REQUEST:
Output exactly, please, the lines of the records below from the one containing "jacket and put a dot on each instance?" through the final line.

ROWS:
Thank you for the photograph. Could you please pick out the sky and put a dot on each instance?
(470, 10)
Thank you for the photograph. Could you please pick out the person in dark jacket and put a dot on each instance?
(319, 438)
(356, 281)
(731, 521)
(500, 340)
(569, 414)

SOLVED PROBLEM:
Thank you for the photograph. Could you please pick out the person in dark jacket and put a dot on each instance?
(319, 438)
(356, 281)
(731, 521)
(500, 340)
(569, 414)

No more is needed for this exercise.